▶ [Texte du document]:
-*-

La Russie réarme, à grande vitesse. La Chine pourrait doubler son budget de la défense d’ici à 2015. Les Etats-Unis entendent rester la première puissance militaire mondiale. Un seul continent désarme, comme s’il avait chassé la guerre de son horizon : l’Europe. Est-ce que c’est important ?

Commençons par l’actualité la plus récente, celle des propos fracassants tenus par Vladimir Poutine au début de la semaine. A quelques jours de l’élection présidentielle du 4 mars, qu’il n’imagine pas perdre, M. Poutine a annoncé le plus gigantesque programme militaire russe depuis la fin de la guerre froide. L’une de ses priorités sera de moderniser et de transformer de fond en comble l’appareil militaire du pays, écrit-il dans le quotidien Rossiyskaya Gazeta.

L’ennemi principal est désigné : l’Ouest. La plus grande menace qui pèse sur la Russie, celle qui peut rendre obsolète son arsenal de missiles, est le bouclier antimissile américain, poursuit le premier ministre. Ce système de défense antimissile, auquel Washington a proposé à Moscou de participer, est censé protéger l’Europe. Vladimir Poutine ne l’entend pas ainsi. « Nous devons contrer les efforts des Etats-Unis et de l’OTAN en matière de défense antimissile », assure-t-il. Pas question d’accepter l’offre de collaboration des Etats-Unis : « On ne saurait être trop patriotique dans cette affaire », dit l’ancien président ; la réponse de la Russie sera « de tenir en échec le projet américain, y compris sa composante européenne ».

Dans les dix années à venir, M. Poutine prévoit de passer pour 772 milliards de dollars (583 milliards d’euros) de commandes militaires. La liste des courses est éclectique : 400 nouveaux missiles balistiques intercontinentaux ; 2 300 blindés de la dernière génération ; 600 avions de combat ; 8 sous-marins porteurs de missiles nucléaires et 50 bâtiments de surface – sans compter une palanquée de matériels plus légers.

A l’arrivée, en 2022, le poste défense dans les finances publiques russes représentera de 5 % à 6 % du produit intérieur brut (PIB) du pays.

La plupart des experts s’accordent sur trois points. L’état de l’armée russe actuelle n’est pas brillant et justifie une politique de modernisation. Mais le programme de M. Poutine n’en est pas moins marqué par quelque chose qui relève de la paranoïa. Enfin, il est à peu près sûr que l’industrie de défense russe est incapable de fournir ce que lui demande le candidat.

-*-

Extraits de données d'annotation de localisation
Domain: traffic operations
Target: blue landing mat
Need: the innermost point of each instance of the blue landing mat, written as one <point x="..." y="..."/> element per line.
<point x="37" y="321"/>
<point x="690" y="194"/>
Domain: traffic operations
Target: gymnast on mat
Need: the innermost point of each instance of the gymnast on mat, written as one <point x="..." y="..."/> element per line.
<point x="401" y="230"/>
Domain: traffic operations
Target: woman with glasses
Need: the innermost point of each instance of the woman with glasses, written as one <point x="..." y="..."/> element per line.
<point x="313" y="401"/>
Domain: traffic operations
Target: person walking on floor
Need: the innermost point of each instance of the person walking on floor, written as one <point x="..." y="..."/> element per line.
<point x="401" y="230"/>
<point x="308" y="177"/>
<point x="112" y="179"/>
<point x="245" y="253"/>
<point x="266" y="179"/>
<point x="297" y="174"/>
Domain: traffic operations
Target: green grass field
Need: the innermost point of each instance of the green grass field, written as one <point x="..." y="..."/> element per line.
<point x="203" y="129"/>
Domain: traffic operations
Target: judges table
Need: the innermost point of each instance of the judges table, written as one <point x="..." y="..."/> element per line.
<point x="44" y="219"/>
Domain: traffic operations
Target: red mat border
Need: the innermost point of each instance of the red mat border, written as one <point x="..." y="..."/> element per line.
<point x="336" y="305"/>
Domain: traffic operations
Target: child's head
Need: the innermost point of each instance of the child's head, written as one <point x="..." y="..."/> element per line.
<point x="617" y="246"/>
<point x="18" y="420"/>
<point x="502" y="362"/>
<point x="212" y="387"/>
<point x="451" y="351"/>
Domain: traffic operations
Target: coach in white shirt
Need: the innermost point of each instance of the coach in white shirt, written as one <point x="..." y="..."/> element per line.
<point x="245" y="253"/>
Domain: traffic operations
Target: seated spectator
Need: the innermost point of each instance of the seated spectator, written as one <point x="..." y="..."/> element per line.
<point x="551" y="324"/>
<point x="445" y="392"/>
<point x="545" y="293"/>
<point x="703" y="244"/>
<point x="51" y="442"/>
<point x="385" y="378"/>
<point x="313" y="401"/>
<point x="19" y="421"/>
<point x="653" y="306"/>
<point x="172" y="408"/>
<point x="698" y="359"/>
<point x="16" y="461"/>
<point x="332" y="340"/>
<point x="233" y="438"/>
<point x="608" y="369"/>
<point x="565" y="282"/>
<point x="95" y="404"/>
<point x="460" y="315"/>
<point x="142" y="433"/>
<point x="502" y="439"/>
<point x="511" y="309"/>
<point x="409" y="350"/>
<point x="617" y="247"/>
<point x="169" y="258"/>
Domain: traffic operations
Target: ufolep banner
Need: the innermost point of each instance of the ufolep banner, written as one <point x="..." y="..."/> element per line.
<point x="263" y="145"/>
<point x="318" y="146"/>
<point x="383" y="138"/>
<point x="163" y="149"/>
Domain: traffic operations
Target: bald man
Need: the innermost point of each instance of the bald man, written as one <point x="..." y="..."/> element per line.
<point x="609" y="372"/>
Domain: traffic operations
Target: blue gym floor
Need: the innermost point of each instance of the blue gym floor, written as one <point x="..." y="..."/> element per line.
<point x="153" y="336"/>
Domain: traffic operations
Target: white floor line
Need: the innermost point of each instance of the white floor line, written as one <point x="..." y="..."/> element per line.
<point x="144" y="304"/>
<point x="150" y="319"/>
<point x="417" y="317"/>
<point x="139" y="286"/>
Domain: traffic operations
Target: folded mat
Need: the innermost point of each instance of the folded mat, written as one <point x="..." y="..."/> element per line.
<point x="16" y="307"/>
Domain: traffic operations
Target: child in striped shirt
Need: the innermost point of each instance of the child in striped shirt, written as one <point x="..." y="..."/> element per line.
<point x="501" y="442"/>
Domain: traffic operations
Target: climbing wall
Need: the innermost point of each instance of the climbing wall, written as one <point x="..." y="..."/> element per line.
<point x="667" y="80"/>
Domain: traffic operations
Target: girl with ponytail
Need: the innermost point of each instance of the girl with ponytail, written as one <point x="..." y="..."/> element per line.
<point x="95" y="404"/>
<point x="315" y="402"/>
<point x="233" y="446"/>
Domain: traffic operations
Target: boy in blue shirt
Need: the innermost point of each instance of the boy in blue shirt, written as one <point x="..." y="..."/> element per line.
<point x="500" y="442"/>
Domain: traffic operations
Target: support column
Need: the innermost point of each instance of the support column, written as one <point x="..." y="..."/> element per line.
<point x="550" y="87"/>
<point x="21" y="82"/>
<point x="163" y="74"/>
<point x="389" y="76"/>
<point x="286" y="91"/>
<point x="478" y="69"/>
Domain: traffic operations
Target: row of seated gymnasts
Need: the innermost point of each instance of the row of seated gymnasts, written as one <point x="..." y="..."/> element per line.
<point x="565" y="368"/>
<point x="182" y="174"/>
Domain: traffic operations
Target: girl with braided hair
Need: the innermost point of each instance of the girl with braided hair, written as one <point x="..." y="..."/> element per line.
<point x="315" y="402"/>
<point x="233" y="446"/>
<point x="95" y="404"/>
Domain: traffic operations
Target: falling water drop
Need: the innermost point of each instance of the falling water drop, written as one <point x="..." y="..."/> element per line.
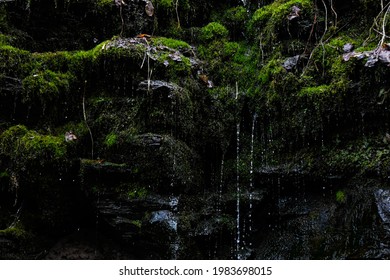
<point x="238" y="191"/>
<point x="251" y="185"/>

-*-

▶ [Tâche demandée 1]:
Recopiez mot pour mot le passage de l'article sur le réarmement russe qui va de « A l’arrivée, en » jusqu'à « demande le candidat. » inclus.
▶ [Tâche demandée 2]:
Énumérez, s'il vous plaît, toutes les lignes des enregistrements où figure le mot « landing ».

▶ [Réponse complète 1]:
A l’arrivée, en 2022, le poste défense dans les finances publiques russes représentera de 5 % à 6 % du produit intérieur brut (PIB) du pays.

La plupart des experts s’accordent sur trois points. L’état de l’armée russe actuelle n’est pas brillant et justifie une politique de modernisation. Mais le programme de M. Poutine n’en est pas moins marqué par quelque chose qui relève de la paranoïa. Enfin, il est à peu près sûr que l’industrie de défense russe est incapable de fournir ce que lui demande le candidat.

▶ [Réponse complète 2]:
Target: blue landing mat
Need: the innermost point of each instance of the blue landing mat, written as one <point x="..." y="..."/> element per line.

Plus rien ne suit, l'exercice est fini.